*Work task*
In the data below, which lines contain "accurate"? List them by copying each one.

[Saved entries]

((

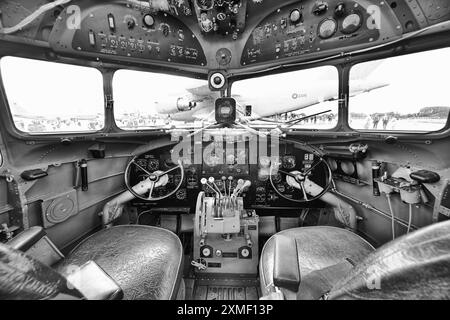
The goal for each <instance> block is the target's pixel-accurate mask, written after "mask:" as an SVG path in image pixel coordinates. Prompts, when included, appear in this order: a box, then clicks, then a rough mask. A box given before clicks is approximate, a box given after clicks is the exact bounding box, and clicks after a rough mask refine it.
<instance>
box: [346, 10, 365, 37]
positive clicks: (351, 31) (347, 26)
mask: <svg viewBox="0 0 450 320" xmlns="http://www.w3.org/2000/svg"><path fill="white" fill-rule="evenodd" d="M361 25H362V18H361V15H359V14H358V13H351V14H349V15H348V16H346V17H345V18H344V21H342V32H343V33H353V32H356V31H357V30H358V29H359V28H360V27H361Z"/></svg>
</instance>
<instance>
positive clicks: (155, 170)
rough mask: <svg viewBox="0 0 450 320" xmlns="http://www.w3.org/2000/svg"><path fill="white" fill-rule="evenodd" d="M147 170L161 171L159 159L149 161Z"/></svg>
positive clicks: (147, 167) (153, 159)
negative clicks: (156, 170) (159, 170)
mask: <svg viewBox="0 0 450 320" xmlns="http://www.w3.org/2000/svg"><path fill="white" fill-rule="evenodd" d="M147 169H148V170H150V171H156V170H158V169H159V160H158V159H148V164H147Z"/></svg>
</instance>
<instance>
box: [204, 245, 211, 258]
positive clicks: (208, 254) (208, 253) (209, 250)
mask: <svg viewBox="0 0 450 320" xmlns="http://www.w3.org/2000/svg"><path fill="white" fill-rule="evenodd" d="M202 254H203V256H204V257H209V256H210V255H211V249H209V248H208V247H205V248H203V249H202Z"/></svg>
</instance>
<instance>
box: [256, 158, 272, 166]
mask: <svg viewBox="0 0 450 320" xmlns="http://www.w3.org/2000/svg"><path fill="white" fill-rule="evenodd" d="M269 165H270V158H269V157H266V156H262V157H260V158H259V166H260V167H261V168H268V167H269Z"/></svg>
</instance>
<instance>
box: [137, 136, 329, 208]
mask: <svg viewBox="0 0 450 320" xmlns="http://www.w3.org/2000/svg"><path fill="white" fill-rule="evenodd" d="M211 144H213V143H210V144H205V145H204V146H203V149H202V150H203V151H204V150H208V145H211ZM281 149H283V153H282V154H280V155H279V166H280V169H282V170H284V171H294V170H298V171H302V170H307V169H309V168H310V167H311V166H312V165H313V164H314V163H315V161H316V160H317V156H316V155H315V154H313V153H308V152H305V151H303V150H300V149H296V148H290V147H288V146H283V147H282V148H281ZM171 152H172V149H170V148H163V149H159V150H154V151H151V152H148V153H146V154H143V155H141V156H140V157H139V158H138V159H136V162H137V163H138V164H139V166H140V167H142V168H144V169H146V170H148V171H150V172H154V171H158V170H160V171H166V170H168V169H169V168H171V167H173V166H174V164H173V162H172V160H171ZM181 159H182V161H183V167H184V172H185V177H184V181H183V183H182V185H181V187H180V189H179V190H178V191H177V192H176V193H175V194H174V195H172V196H171V197H169V198H167V199H163V200H160V201H158V202H156V203H154V202H143V201H141V200H134V205H140V206H152V207H160V206H161V207H177V206H182V207H190V208H191V210H194V209H195V205H196V200H197V195H198V193H199V192H200V191H204V192H205V193H206V196H215V195H216V194H217V193H216V191H217V189H218V190H220V193H221V194H222V195H225V194H227V195H230V194H232V193H233V191H234V189H235V188H236V186H237V184H238V180H239V179H242V180H249V181H250V182H251V186H250V187H249V188H248V189H247V190H246V191H245V192H244V193H243V194H242V195H243V198H244V206H245V208H247V209H269V208H298V207H299V206H301V204H299V203H295V202H291V201H289V200H287V199H283V198H282V197H280V196H279V195H278V194H277V193H276V191H275V190H274V188H273V187H272V184H271V182H270V180H269V175H270V164H271V160H270V158H269V157H267V156H261V157H257V158H256V162H255V163H253V162H252V161H251V160H252V156H251V155H250V153H249V148H248V147H246V148H245V150H239V148H233V151H232V152H227V151H224V152H223V154H221V155H219V154H218V153H214V152H213V153H204V154H203V159H202V162H201V163H197V164H195V163H193V156H192V154H188V155H183V157H182V158H181ZM133 170H134V171H133V172H132V173H131V179H130V181H131V184H132V185H135V184H137V183H138V182H139V181H141V180H142V179H143V178H144V177H145V174H144V172H143V171H142V170H141V169H139V167H138V166H135V167H134V169H133ZM168 178H169V182H168V184H167V185H166V186H164V187H159V188H155V190H154V191H153V193H154V195H155V197H158V196H160V195H163V194H165V193H167V191H168V190H173V188H174V187H175V186H176V185H177V184H178V182H179V181H180V180H179V179H180V175H179V174H175V175H173V174H169V177H168ZM202 178H205V179H206V180H208V181H211V180H210V179H211V178H213V181H214V182H213V184H214V185H215V187H217V189H215V188H211V183H208V184H202V182H201V181H202ZM309 178H310V179H311V180H313V181H315V182H316V183H318V184H322V183H324V182H325V180H326V177H325V174H324V173H323V171H321V170H317V171H314V173H313V174H312V175H311V176H310V177H309ZM272 180H273V182H274V184H275V186H276V188H277V189H278V190H279V191H281V192H282V193H283V194H284V195H285V196H286V197H287V198H291V199H297V200H298V199H302V194H301V191H300V190H297V189H295V188H293V187H291V186H290V185H288V184H287V182H286V179H285V177H284V176H282V175H281V174H280V173H277V174H273V177H272ZM213 189H215V190H213ZM313 205H314V204H313ZM308 206H311V204H308Z"/></svg>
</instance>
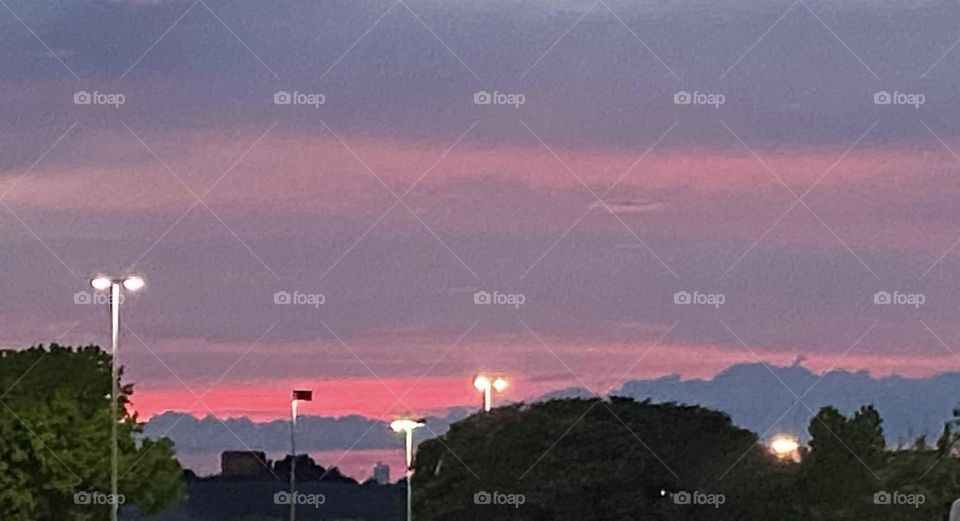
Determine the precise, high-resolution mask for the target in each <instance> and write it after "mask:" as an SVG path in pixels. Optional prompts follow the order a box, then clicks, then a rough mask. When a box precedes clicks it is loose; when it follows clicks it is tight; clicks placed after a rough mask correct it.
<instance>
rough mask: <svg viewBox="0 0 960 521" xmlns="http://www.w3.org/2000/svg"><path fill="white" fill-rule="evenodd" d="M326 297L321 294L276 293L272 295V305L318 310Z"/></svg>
mask: <svg viewBox="0 0 960 521" xmlns="http://www.w3.org/2000/svg"><path fill="white" fill-rule="evenodd" d="M326 301H327V297H326V295H324V294H323V293H300V292H299V291H294V292H293V293H290V292H289V291H278V292H276V293H274V294H273V303H274V304H280V305H284V306H286V305H296V306H313V307H315V308H319V307H320V306H321V305H323V304H324V303H326Z"/></svg>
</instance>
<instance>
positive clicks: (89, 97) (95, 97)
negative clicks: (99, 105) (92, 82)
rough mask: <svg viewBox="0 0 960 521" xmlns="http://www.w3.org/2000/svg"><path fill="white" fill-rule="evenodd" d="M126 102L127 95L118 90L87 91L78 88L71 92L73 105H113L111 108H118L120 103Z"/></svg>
mask: <svg viewBox="0 0 960 521" xmlns="http://www.w3.org/2000/svg"><path fill="white" fill-rule="evenodd" d="M126 102H127V97H126V96H125V95H123V94H121V93H119V92H115V93H108V92H99V91H93V92H87V91H85V90H79V91H77V92H74V93H73V104H74V105H113V108H115V109H118V108H120V105H123V104H124V103H126Z"/></svg>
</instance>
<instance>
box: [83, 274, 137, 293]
mask: <svg viewBox="0 0 960 521" xmlns="http://www.w3.org/2000/svg"><path fill="white" fill-rule="evenodd" d="M114 284H122V285H123V288H124V289H126V290H127V291H137V290H139V289H140V288H142V287H143V286H144V285H145V284H146V283H145V282H144V281H143V277H140V276H136V275H131V276H129V277H124V278H122V279H112V278H110V277H106V276H103V275H99V276H97V277H94V278H93V279H92V280H91V281H90V285H91V286H93V289H95V290H97V291H106V290H108V289H110V287H111V286H113V285H114Z"/></svg>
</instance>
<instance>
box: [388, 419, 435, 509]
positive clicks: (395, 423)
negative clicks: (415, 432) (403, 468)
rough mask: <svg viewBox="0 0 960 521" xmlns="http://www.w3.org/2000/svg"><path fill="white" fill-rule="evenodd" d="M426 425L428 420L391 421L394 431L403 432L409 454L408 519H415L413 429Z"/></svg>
mask: <svg viewBox="0 0 960 521" xmlns="http://www.w3.org/2000/svg"><path fill="white" fill-rule="evenodd" d="M424 425H426V420H422V419H421V420H411V419H401V420H394V421H393V422H391V423H390V428H391V429H393V432H402V433H404V435H405V439H406V455H407V521H412V519H413V484H412V483H411V479H412V478H413V431H414V430H416V429H419V428H420V427H423V426H424Z"/></svg>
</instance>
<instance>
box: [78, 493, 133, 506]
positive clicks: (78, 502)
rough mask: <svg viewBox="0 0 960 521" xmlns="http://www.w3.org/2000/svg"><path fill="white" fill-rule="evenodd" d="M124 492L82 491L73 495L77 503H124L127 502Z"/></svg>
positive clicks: (86, 503)
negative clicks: (118, 492) (105, 492)
mask: <svg viewBox="0 0 960 521" xmlns="http://www.w3.org/2000/svg"><path fill="white" fill-rule="evenodd" d="M126 501H127V500H126V498H125V497H124V496H123V494H117V495H113V494H104V493H103V492H98V491H96V490H95V491H93V492H87V491H80V492H77V493H75V494H74V495H73V504H75V505H122V504H124V503H125V502H126Z"/></svg>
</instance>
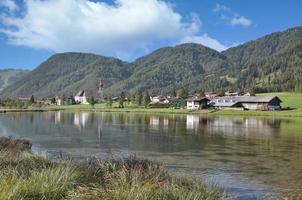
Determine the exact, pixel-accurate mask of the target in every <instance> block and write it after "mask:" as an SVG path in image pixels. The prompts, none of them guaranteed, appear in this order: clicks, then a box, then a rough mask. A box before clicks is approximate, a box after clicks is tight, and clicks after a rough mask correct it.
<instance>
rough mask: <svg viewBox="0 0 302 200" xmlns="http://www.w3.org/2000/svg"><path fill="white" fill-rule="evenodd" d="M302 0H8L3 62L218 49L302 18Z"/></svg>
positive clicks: (1, 11)
mask: <svg viewBox="0 0 302 200" xmlns="http://www.w3.org/2000/svg"><path fill="white" fill-rule="evenodd" d="M301 10H302V1H300V0H288V1H281V0H280V1H275V0H266V1H260V0H253V1H242V0H241V1H240V0H228V1H219V0H217V1H214V0H162V1H160V0H144V1H142V0H116V1H108V0H107V1H96V0H94V1H92V0H43V1H41V0H0V69H4V68H24V69H34V68H35V67H37V66H38V65H39V64H40V63H41V62H43V61H44V60H46V59H47V58H48V57H49V56H51V55H53V54H55V53H60V52H70V51H73V52H74V51H76V52H91V53H96V54H101V55H106V56H114V57H118V58H121V59H123V60H128V61H131V60H134V59H135V58H137V57H139V56H142V55H146V54H147V53H150V52H152V51H153V50H155V49H157V48H160V47H164V46H173V45H177V44H180V43H185V42H196V43H200V44H203V45H206V46H209V47H211V48H214V49H216V50H218V51H222V50H224V49H227V48H229V47H231V46H234V45H238V44H240V43H244V42H246V41H249V40H253V39H257V38H259V37H261V36H264V35H266V34H269V33H272V32H276V31H282V30H286V29H287V28H291V27H295V26H300V25H302V12H301Z"/></svg>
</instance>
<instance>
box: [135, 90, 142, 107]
mask: <svg viewBox="0 0 302 200" xmlns="http://www.w3.org/2000/svg"><path fill="white" fill-rule="evenodd" d="M142 99H143V93H142V92H141V91H138V92H137V93H136V95H135V102H136V104H137V105H139V106H140V105H142Z"/></svg>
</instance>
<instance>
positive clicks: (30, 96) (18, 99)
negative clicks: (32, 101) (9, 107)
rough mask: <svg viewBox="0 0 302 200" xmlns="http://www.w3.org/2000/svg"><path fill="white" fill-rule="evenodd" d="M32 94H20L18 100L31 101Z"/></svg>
mask: <svg viewBox="0 0 302 200" xmlns="http://www.w3.org/2000/svg"><path fill="white" fill-rule="evenodd" d="M30 98H31V96H19V97H17V99H18V101H30Z"/></svg>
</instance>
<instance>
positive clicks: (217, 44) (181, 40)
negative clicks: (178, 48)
mask: <svg viewBox="0 0 302 200" xmlns="http://www.w3.org/2000/svg"><path fill="white" fill-rule="evenodd" d="M180 43H198V44H202V45H204V46H207V47H210V48H212V49H215V50H217V51H223V50H225V49H227V48H228V47H227V46H225V45H223V44H221V43H220V42H219V41H218V40H216V39H214V38H211V37H209V36H208V35H207V34H203V35H193V36H186V37H184V38H183V39H182V40H181V42H180Z"/></svg>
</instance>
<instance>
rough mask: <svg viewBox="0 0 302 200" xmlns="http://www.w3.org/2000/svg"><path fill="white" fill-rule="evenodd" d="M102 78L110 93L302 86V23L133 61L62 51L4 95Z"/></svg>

))

*Answer to this problem*
The goal for each <instance> block is the target's pixel-accurate mask, written after "mask:" as an SVG path in image pixel coordinates. Prompts, when included, appear in this order: a box, then clicks, then a rough mask. A box given before clicks is approximate, a box given after clicks is the exact bounding box, and clicks after a rough mask refine it.
Determine the exact, pixel-accurate mask of the target in every <instance> block and write it after "mask:" as an SVG path in image pixels. The prompts, none of them guaranteed, appear in this order: clicks, then a box, then a rough mask. A box before clicks is approximate, a box after clicks is tight, and clicks after a rough mask correct it.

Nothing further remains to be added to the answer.